_WHAT NEEDS TO BE DONE:_ Return each line of the listing that follows in which the string "trace" can be found.

_AVAILABLE DATA:_
-----

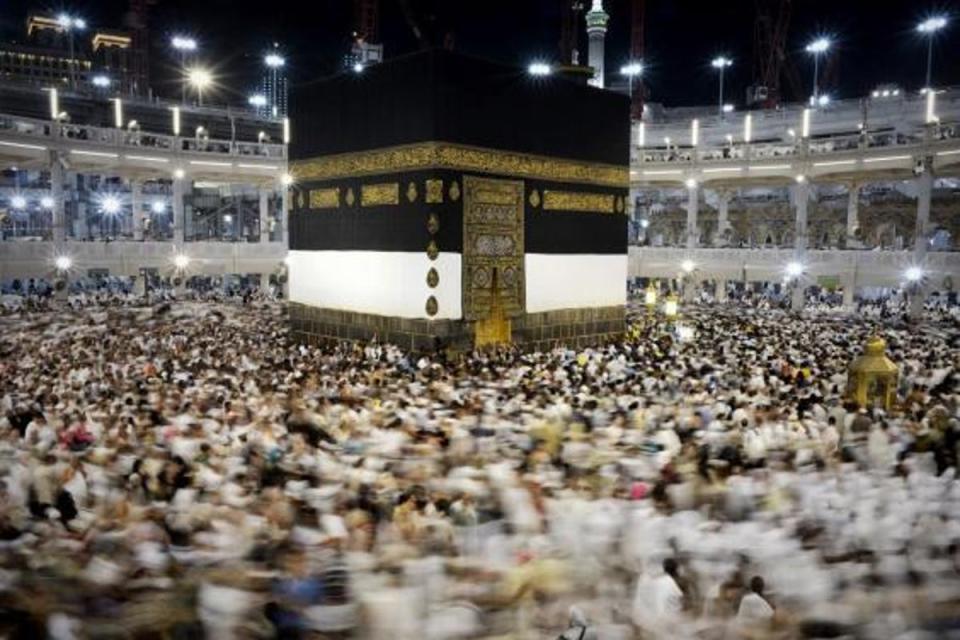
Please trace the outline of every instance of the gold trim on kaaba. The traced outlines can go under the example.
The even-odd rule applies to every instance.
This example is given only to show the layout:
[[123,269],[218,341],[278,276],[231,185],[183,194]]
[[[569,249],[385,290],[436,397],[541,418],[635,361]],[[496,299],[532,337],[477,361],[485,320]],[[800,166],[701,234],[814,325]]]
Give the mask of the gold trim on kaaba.
[[437,311],[440,310],[440,305],[437,304],[436,296],[430,296],[427,298],[427,304],[424,305],[427,315],[433,317],[437,315]]
[[440,255],[440,249],[437,247],[437,243],[433,240],[427,245],[427,257],[431,260],[436,260],[437,256]]
[[543,192],[543,208],[549,211],[613,213],[614,196],[609,193],[551,191],[547,189]]
[[416,202],[417,200],[417,185],[416,183],[411,182],[407,185],[407,200],[409,202]]
[[310,209],[336,209],[340,206],[340,187],[311,189],[308,198]]
[[456,202],[460,199],[460,183],[456,180],[450,183],[450,191],[447,193],[450,199]]
[[344,201],[347,203],[348,207],[352,207],[357,201],[357,197],[353,195],[353,187],[347,187],[347,195],[344,196]]
[[617,208],[617,213],[623,213],[623,210],[625,208],[625,205],[623,202],[623,196],[617,196],[616,208]]
[[426,181],[426,200],[427,204],[440,204],[443,202],[443,180],[430,179]]
[[427,216],[427,231],[430,235],[434,235],[437,231],[440,231],[440,217],[437,214],[431,213]]
[[303,195],[303,191],[297,192],[297,209],[303,209],[306,204],[306,198]]
[[537,207],[539,207],[539,206],[540,206],[540,192],[537,191],[536,189],[533,189],[533,190],[530,192],[530,197],[528,198],[528,201],[530,202],[530,206],[533,207],[534,209],[536,209]]
[[430,267],[430,271],[427,271],[427,286],[431,289],[436,289],[438,284],[440,284],[440,273],[433,267]]
[[626,188],[630,177],[626,165],[581,162],[449,142],[421,142],[299,160],[292,163],[291,169],[295,178],[301,181],[420,169],[452,169]]
[[400,185],[396,182],[365,184],[360,187],[360,206],[400,204]]

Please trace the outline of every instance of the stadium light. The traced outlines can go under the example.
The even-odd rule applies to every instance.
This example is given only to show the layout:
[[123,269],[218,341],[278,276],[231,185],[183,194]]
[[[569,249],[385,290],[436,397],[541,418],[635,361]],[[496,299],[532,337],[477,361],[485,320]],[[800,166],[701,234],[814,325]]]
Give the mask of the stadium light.
[[548,76],[552,72],[553,69],[545,62],[533,62],[527,67],[527,73],[532,76]]
[[362,62],[354,62],[354,63],[353,63],[353,72],[354,72],[354,73],[361,73],[362,71],[363,71],[363,63],[362,63]]
[[203,105],[203,90],[213,83],[213,75],[208,69],[194,67],[187,72],[187,80],[197,90],[197,104]]
[[173,266],[179,271],[183,271],[190,266],[190,256],[185,253],[177,253],[173,256]]
[[57,256],[53,259],[53,266],[57,271],[69,271],[73,266],[73,259],[70,256]]
[[693,273],[693,270],[697,268],[697,265],[693,260],[684,260],[680,263],[680,268],[683,269],[684,273]]
[[920,282],[923,280],[923,268],[922,267],[907,267],[903,272],[903,276],[907,279],[907,282]]
[[115,216],[120,213],[120,198],[114,195],[105,195],[100,198],[100,211]]
[[53,209],[54,204],[53,196],[43,196],[40,198],[40,206],[44,209]]
[[10,198],[10,206],[14,209],[26,209],[27,208],[27,199],[21,195],[16,195]]
[[282,67],[287,63],[287,61],[278,53],[268,53],[264,58],[263,62],[270,67],[271,69],[276,69]]
[[813,97],[812,102],[816,104],[820,96],[819,74],[820,74],[820,56],[827,52],[831,42],[829,38],[817,38],[807,45],[807,53],[813,55]]
[[173,39],[170,41],[170,44],[173,45],[173,48],[177,51],[196,51],[197,50],[197,41],[193,38],[187,38],[184,36],[173,36]]
[[717,104],[720,108],[720,117],[723,118],[723,114],[726,113],[726,110],[723,107],[723,72],[727,69],[727,67],[733,64],[733,60],[727,58],[726,56],[717,56],[710,62],[710,64],[714,69],[720,72],[720,100]]
[[930,89],[930,74],[933,70],[933,39],[937,32],[947,26],[946,16],[930,16],[917,25],[917,31],[927,37],[927,82],[924,88]]
[[265,107],[267,106],[267,96],[262,93],[255,93],[247,98],[247,104],[252,107]]
[[93,84],[93,86],[100,89],[105,89],[110,86],[110,78],[103,74],[93,76],[93,80],[90,82]]
[[784,273],[786,273],[790,279],[799,278],[805,270],[804,266],[799,262],[788,262],[787,266],[783,269]]
[[167,210],[167,205],[163,203],[163,200],[154,200],[150,204],[150,211],[153,213],[163,213]]

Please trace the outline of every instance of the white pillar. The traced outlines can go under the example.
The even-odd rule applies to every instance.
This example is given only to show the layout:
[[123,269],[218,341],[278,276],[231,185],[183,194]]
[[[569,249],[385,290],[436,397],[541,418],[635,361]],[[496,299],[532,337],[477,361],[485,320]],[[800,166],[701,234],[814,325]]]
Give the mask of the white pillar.
[[857,229],[860,228],[860,219],[857,208],[860,206],[860,184],[851,182],[847,185],[847,247],[856,240]]
[[280,187],[280,242],[284,247],[290,246],[290,229],[287,221],[290,220],[290,187]]
[[173,242],[182,245],[184,239],[183,191],[186,178],[173,179]]
[[67,203],[63,194],[63,164],[56,151],[50,152],[50,195],[53,197],[53,243],[59,246],[67,239]]
[[724,234],[730,228],[730,192],[726,189],[718,189],[717,197],[720,202],[717,207],[717,237],[714,245],[726,244]]
[[930,226],[930,197],[933,173],[929,167],[917,178],[917,227],[914,232],[913,259],[922,265],[927,257],[927,230]]
[[[810,201],[810,185],[804,180],[793,187],[793,206],[796,207],[796,231],[793,242],[793,259],[804,264],[807,257],[807,205]],[[802,278],[802,276],[801,276]],[[803,309],[806,298],[806,285],[798,279],[793,285],[793,294],[790,299],[790,308],[794,311]]]
[[270,241],[270,192],[260,187],[260,242]]
[[853,311],[853,297],[857,290],[856,273],[844,274],[841,283],[843,284],[843,310],[847,312]]
[[[927,231],[930,227],[930,198],[933,194],[933,172],[931,162],[925,161],[924,172],[917,177],[917,226],[914,230],[913,262],[919,267],[927,260]],[[927,292],[921,284],[917,284],[910,294],[907,314],[910,318],[919,319],[923,315],[923,303]]]
[[147,276],[143,271],[133,276],[133,295],[138,298],[143,298],[147,295]]
[[687,249],[697,247],[697,206],[698,206],[697,186],[687,187]]
[[727,301],[727,281],[726,279],[717,280],[717,302]]
[[130,180],[130,209],[133,218],[133,239],[143,240],[143,183]]

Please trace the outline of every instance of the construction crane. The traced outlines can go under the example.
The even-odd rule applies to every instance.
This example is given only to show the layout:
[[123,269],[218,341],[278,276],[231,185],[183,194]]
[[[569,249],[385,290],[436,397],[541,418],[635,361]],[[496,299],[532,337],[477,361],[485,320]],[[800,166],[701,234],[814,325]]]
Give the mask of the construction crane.
[[580,0],[560,0],[560,64],[580,64],[578,52],[577,26],[583,2]]
[[754,0],[754,5],[754,84],[748,90],[747,103],[770,109],[780,103],[780,79],[793,7],[791,0]]
[[[633,0],[630,16],[630,59],[643,62],[643,31],[647,3],[645,0]],[[643,100],[646,97],[646,87],[643,84],[643,75],[638,76],[632,83],[630,92],[630,119],[639,120],[643,116]]]
[[359,42],[380,41],[379,0],[354,0],[353,39]]

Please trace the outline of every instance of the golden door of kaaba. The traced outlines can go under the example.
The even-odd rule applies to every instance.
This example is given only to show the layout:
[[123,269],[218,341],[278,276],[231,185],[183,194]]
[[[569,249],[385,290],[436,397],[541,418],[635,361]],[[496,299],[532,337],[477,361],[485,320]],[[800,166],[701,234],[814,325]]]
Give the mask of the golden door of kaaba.
[[524,311],[523,181],[463,177],[463,317],[474,345],[510,342]]

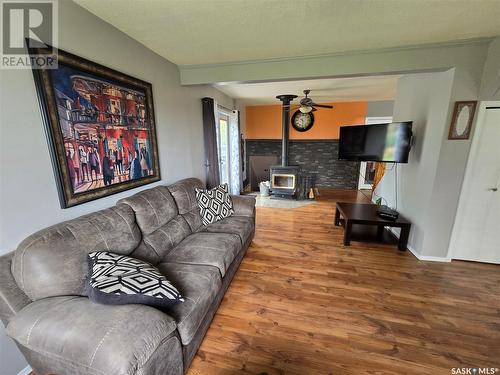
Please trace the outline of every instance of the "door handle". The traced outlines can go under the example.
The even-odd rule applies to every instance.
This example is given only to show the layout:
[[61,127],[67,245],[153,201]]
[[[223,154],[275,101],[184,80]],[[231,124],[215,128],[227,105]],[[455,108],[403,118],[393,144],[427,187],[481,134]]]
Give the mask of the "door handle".
[[497,191],[498,188],[489,188],[488,191]]

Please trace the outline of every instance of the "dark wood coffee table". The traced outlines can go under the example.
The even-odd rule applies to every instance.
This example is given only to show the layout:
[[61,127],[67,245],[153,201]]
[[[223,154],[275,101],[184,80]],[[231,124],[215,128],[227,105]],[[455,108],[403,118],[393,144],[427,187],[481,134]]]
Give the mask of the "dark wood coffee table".
[[[337,202],[335,209],[335,225],[344,225],[344,245],[351,243],[351,231],[353,224],[377,226],[377,238],[381,239],[384,227],[401,228],[398,249],[406,250],[408,236],[410,235],[411,223],[401,214],[396,220],[386,220],[377,215],[377,205],[370,203],[346,203]],[[342,216],[342,218],[341,218]]]

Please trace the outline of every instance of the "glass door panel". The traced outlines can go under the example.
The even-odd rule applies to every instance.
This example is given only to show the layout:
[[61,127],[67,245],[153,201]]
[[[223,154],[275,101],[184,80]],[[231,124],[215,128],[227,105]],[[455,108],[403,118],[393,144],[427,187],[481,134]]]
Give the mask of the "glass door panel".
[[217,125],[220,182],[229,184],[229,116],[219,112]]

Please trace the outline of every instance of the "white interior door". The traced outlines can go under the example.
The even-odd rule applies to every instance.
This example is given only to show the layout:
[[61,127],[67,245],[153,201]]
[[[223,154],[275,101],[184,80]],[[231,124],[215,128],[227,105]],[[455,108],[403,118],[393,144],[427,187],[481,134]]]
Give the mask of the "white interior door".
[[453,259],[500,264],[499,144],[500,102],[481,103],[450,242]]

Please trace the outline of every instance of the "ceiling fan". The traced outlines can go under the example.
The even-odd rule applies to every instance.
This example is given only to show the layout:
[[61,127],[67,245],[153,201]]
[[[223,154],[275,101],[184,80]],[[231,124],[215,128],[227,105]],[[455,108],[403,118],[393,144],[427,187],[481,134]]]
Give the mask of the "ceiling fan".
[[300,107],[299,107],[300,112],[309,113],[312,111],[316,111],[316,108],[329,108],[329,109],[333,108],[333,105],[314,103],[313,100],[310,97],[308,97],[310,92],[311,90],[304,90],[305,97],[300,99]]
[[[304,90],[305,97],[300,99],[299,105],[296,104],[284,104],[283,109],[288,107],[289,109],[297,109],[292,116],[292,126],[295,130],[299,132],[305,132],[312,128],[314,124],[313,112],[317,111],[317,108],[329,108],[332,109],[332,105],[328,104],[318,104],[313,102],[313,100],[308,96],[311,90]],[[295,98],[295,96],[292,96]],[[292,99],[293,100],[293,99]],[[290,103],[290,101],[288,102]]]

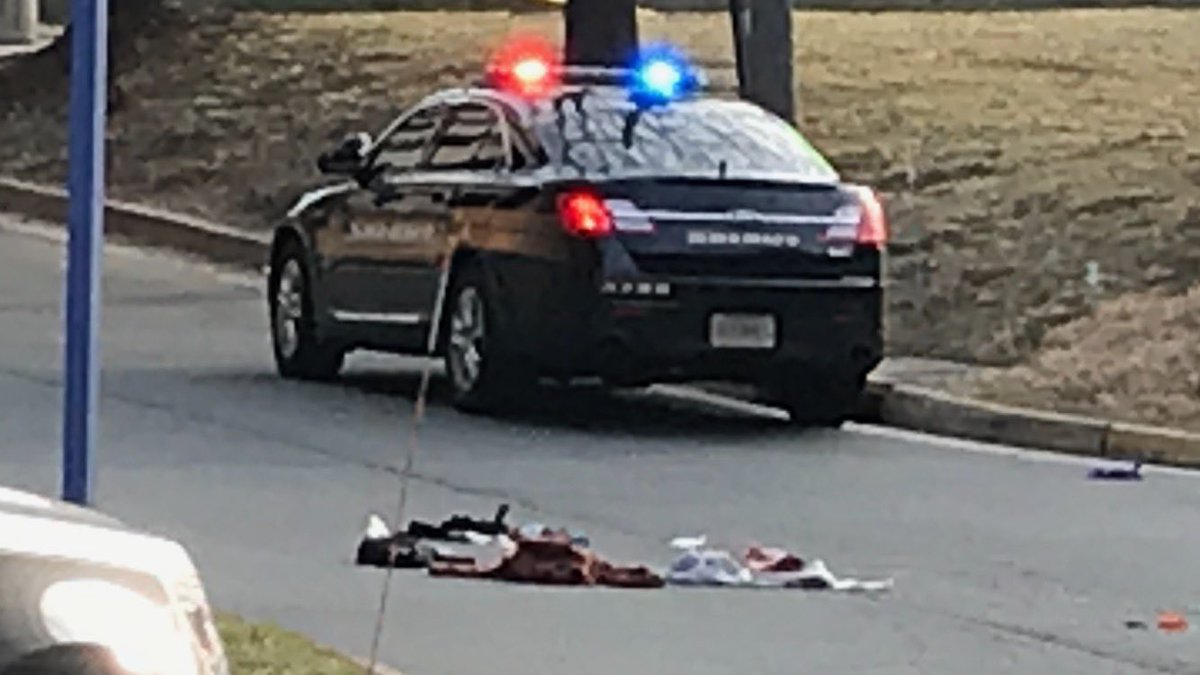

-----

_OUTPUT FOR THIS TASK:_
Please trace the outline of every instance of the gold trim on kaaba. The traced outlines can go under the example.
Please trace the outline of every instance of the stadium light. The traced outlines can go under the example.
Please trace the outline of every instance of the white pillar. The traced outlines can go under the example.
Please trace the outline of every instance of the construction crane. The traced outlines can go under the example.
Please trace the outline of every instance of the golden door of kaaba. The traced outlines can go under the example.
Please trace the outline of every instance of the "door handle". The traced outlines can go under the example.
Please trace the outline of every instance of the "dark wood coffee table". The traced outlines can go under the example.
Please trace the outline of every instance of the "glass door panel". The traced outlines can go under the example.
Please trace the outline of every instance of the "white interior door". The traced outlines can go under the example.
Please trace the outline of every instance of the "ceiling fan". The traced outlines can go under the example.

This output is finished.